_Texte à lire_:

L’accord conclu par les partis de gauche marque le retour de la justice sociale et fiscale »

 Article Publié le 7mai 2022 . Le Monde

Thomas Piketty     Economiste

Dans sa chronique, l’économiste salue la naissance de la Nouvelle Union populaire écologique et sociale et estime qu’en ces temps marqués par l’inflation, il sera « indispensable de mettre à contribution les plus aisés ».

 

Disons-le d’emblée : l’accord conclu par les partis de gauche est une excellente nouvelle pour la démocratie française et européenne. Ceux qui y voient le triomphe de la radicalité et de l’extrémisme n’ont visiblement rien compris aux évolutions du capitalisme et aux défis sociaux et environnementaux auxquels nous faisons face depuis plusieurs décennies.

En réalité, si l’on examine les choses sereinement, le programme de transformation proposé en 2022 est plutôt moins ambitieux que ceux de 1936 ou de 1981. Plutôt que de céder au conservatisme ambiant, mieux vaut le prendre pour ce qu’il est : une bonne base de départ sur laquelle il est possible de s’appuyer pour aller plus loin.

Le programme adopté marque d’abord le retour de la justice sociale et fiscale. Alors que l’inflation a déjà commencé à amputer les revenus et les économies des plus modestes, il est urgent de changer de cap. Ceux qui prétendent que le « quoi qu’il en coûte » ne sera payé par personne mentent aux citoyens. Pour protéger les plus fragiles des effets de l’inflation et pour financer les investissements dans la santé, l’éducation et l’environnement, il sera indispensable de mettre à contribution les plus aisés.

Curieux sens des priorités

Entre 2010 et 2021, les 500 plus grandes fortunes françaises sont passées, d’après le magazine Challenges (peu suspect de gauchisme), de 200 milliards à près de 1 000 milliards, c’est-à-dire de 10 % du PIB à près de 50 % du PIB. La hausse est plus forte encore si l’on élargit la focale et que l’on examine les 500 000 plus grandes fortunes (1 % de la population adulte), qui dépassent aujourd’hui les 3 000 milliards d’euros (6 millions d’euros par personne, selon la World Inequality Database), contre à peine 500 milliards pour les 25 millions les plus pauvres (50 % de la population adulte, détenant chacun 20 000 euros en moyenne). Choisir au milieu d’une telle période de prospérité spectaculaire des plus hauts patrimoines et de stagnation des plus modestes de supprimer le maigre impôt sur la fortune, alors que, de toute évidence, il aurait fallu l’alourdir, témoigne d’un curieux sens des priorités. Les historiens qui se pencheront sur cette période ne seront pas tendres pour les gouvernements Macron et leurs soutiens.

 

Le premier mérite des partis de gauche est d’avoir su dépasser leurs conflits afin de s’opposer ensemble à cette dérive. Au-delà du rétablissement de l’impôt sur la fortune, il est proposé de transformer la taxe foncière en un impôt progressif sur le patrimoine net, ce qui permettrait de fortes réductions d’impôt pour des millions de Français surendettés des classes populaires et moyennes. Pour favoriser l’accès à la propriété, l’ensemble pourrait être complété, à terme, par un système d’héritage minimum pour tous.

_Objectif a_: Repérez dans les enregistrements chaque ligne où figure la chaîne « roof », puis recopiez ces lignes.

[Liste des données]
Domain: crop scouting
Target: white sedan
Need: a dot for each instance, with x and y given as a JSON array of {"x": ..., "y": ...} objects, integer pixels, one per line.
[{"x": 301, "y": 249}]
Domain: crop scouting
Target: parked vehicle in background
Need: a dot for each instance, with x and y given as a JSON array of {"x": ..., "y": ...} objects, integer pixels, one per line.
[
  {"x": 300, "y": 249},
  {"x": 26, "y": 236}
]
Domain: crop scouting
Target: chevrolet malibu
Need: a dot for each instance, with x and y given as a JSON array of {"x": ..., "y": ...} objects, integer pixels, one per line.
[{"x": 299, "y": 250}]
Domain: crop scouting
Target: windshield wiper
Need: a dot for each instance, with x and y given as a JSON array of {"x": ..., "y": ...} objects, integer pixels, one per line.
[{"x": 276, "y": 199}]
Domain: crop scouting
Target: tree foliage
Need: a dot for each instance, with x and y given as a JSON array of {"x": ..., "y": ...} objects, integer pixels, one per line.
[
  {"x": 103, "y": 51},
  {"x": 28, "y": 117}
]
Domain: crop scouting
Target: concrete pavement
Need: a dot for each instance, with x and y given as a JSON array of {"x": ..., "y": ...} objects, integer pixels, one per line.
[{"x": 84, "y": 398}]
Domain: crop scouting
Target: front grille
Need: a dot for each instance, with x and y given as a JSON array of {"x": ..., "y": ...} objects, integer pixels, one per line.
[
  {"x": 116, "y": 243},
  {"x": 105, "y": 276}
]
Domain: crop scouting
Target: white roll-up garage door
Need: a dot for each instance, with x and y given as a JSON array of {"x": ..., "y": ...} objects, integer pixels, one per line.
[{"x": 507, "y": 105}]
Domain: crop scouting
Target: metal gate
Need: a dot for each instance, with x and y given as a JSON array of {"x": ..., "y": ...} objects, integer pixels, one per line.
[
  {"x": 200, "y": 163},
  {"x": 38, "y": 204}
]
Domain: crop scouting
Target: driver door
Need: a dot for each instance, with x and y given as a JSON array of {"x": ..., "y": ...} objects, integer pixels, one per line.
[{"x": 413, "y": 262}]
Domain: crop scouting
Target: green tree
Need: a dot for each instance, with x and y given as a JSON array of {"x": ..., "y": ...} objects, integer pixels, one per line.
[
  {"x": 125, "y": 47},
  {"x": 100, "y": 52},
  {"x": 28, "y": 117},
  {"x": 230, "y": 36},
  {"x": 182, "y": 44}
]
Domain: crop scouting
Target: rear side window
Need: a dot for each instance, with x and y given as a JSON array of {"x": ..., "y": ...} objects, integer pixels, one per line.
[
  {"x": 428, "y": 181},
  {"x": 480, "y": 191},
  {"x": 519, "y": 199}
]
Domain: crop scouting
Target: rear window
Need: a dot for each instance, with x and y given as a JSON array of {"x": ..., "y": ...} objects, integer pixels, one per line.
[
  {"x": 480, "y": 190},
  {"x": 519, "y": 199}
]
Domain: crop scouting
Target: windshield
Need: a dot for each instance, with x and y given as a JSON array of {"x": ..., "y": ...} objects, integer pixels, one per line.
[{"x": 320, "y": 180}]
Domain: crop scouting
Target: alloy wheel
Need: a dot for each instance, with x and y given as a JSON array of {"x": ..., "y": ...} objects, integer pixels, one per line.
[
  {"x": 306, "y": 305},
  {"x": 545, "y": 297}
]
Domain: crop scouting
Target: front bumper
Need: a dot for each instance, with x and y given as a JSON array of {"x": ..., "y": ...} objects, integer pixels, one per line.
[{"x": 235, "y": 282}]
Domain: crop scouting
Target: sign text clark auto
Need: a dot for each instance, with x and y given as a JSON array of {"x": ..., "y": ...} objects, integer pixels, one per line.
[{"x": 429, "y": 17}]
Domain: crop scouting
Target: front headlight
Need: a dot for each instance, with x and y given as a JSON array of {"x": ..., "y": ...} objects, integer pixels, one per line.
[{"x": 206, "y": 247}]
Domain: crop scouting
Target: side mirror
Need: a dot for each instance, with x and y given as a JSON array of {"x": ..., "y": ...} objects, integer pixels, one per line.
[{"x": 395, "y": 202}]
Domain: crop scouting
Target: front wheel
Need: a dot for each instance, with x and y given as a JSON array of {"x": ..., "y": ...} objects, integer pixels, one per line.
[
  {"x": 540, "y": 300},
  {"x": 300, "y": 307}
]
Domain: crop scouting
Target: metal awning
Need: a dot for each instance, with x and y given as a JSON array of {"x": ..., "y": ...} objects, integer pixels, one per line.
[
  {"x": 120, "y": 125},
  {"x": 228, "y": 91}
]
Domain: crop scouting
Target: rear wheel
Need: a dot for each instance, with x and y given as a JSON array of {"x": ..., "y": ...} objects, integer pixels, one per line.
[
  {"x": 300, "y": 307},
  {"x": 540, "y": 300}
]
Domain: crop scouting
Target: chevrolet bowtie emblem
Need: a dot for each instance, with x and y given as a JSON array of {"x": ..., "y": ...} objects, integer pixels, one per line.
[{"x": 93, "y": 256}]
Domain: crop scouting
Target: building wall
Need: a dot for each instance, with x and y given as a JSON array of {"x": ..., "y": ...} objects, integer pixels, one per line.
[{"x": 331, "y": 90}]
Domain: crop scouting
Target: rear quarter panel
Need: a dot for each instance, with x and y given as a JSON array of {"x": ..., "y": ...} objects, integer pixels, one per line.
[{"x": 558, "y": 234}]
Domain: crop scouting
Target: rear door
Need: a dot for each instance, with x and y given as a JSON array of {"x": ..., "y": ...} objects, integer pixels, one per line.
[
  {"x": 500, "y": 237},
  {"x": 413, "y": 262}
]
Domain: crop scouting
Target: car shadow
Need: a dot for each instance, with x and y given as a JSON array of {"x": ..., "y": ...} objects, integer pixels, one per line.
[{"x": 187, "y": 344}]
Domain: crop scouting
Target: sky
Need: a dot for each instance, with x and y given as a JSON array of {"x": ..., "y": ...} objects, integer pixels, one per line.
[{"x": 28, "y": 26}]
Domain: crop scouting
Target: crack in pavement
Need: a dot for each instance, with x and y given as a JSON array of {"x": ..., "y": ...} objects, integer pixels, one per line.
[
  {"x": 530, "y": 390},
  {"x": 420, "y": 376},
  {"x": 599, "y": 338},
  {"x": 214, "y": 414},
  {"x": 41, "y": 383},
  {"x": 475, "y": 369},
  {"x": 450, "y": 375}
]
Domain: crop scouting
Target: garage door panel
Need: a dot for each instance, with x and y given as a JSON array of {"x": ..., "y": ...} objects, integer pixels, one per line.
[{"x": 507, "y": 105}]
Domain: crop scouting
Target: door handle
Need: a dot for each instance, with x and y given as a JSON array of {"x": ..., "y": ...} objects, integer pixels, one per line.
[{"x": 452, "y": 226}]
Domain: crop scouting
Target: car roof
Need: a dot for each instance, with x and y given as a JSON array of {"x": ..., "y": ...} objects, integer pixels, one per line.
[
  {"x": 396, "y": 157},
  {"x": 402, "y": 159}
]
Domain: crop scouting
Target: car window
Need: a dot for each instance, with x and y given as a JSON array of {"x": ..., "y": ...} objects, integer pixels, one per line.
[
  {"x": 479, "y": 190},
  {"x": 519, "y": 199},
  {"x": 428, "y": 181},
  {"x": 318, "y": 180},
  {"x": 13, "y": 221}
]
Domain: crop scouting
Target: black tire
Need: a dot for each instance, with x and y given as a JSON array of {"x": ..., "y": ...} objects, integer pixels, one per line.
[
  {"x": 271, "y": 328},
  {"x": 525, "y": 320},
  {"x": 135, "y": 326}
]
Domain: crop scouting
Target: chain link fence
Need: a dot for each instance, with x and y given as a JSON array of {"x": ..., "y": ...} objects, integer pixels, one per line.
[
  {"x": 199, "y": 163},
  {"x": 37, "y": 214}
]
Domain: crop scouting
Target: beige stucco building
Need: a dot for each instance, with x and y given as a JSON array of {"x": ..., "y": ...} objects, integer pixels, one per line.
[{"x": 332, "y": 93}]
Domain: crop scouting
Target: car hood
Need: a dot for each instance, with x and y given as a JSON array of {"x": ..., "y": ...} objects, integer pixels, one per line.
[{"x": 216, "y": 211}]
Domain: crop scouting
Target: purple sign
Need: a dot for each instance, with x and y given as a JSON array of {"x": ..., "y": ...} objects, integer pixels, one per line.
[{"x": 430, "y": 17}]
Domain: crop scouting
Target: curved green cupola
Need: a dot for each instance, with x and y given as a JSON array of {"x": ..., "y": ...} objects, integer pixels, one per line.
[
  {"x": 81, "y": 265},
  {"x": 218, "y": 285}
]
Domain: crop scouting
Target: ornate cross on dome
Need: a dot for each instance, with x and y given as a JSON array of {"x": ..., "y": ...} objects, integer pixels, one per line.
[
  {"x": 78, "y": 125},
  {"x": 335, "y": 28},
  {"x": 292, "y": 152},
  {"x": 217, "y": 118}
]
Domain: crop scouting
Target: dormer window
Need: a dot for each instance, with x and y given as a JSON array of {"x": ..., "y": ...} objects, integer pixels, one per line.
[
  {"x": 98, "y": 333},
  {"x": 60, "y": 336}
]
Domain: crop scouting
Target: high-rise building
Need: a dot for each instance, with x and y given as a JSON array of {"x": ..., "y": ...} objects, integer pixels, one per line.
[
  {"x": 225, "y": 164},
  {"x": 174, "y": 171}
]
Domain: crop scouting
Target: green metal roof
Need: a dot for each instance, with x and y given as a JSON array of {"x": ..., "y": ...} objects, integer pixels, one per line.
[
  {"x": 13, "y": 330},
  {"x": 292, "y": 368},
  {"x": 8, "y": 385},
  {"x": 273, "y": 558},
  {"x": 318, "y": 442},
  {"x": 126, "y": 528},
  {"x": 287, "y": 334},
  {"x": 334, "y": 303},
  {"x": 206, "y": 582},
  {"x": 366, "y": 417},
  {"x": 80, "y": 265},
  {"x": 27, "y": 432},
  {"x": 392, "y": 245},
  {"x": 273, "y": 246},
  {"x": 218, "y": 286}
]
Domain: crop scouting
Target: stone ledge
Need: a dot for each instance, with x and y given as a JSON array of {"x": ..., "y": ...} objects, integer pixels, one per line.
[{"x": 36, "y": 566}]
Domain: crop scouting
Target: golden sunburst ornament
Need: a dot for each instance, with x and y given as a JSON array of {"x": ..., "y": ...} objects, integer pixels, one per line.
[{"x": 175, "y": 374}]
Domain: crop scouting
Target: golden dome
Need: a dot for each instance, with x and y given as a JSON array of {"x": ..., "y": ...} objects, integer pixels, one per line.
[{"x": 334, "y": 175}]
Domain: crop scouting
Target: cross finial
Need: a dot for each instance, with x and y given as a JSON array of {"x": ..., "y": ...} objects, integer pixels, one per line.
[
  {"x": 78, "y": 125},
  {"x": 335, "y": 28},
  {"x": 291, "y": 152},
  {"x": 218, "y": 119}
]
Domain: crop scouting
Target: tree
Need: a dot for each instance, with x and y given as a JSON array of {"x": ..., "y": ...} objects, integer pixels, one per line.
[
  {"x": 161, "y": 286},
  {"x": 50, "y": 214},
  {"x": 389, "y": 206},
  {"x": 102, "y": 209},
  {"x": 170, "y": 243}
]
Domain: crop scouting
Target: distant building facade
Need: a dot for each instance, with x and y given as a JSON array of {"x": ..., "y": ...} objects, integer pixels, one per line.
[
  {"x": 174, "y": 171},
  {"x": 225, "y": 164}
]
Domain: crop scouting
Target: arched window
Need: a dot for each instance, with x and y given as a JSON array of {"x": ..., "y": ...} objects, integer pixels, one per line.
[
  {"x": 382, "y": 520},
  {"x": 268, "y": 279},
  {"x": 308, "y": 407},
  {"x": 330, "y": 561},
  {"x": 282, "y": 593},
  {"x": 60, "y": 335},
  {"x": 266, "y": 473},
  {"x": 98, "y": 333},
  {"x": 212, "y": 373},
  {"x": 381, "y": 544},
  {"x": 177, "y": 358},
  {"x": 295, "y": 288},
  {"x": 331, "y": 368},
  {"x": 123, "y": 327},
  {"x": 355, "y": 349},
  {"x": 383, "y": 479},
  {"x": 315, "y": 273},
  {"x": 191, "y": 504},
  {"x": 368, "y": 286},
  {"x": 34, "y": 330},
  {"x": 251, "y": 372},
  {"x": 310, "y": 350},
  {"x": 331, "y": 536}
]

_Objectif b_:
Répondez brièvement à ces questions sur la chronique :
(i) À quels programmes celui de 2022 est-il jugé plutôt moins ambitieux ?
(ii) D'après le magazine Challenges, de combien à combien sont passées les 500 plus grandes fortunes françaises entre 2010 et 2021 ?
(iii) En quoi est-il proposé de transformer la taxe foncière ?

_Réponse attendue a_:
Target: car roof
Target: green metal roof

_Réponse attendue b_:
(i) À ceux de 1936 et de 1981.
(ii) De 200 milliards à près de 1 000 milliards.
(iii) En un impôt progressif sur le patrimoine net.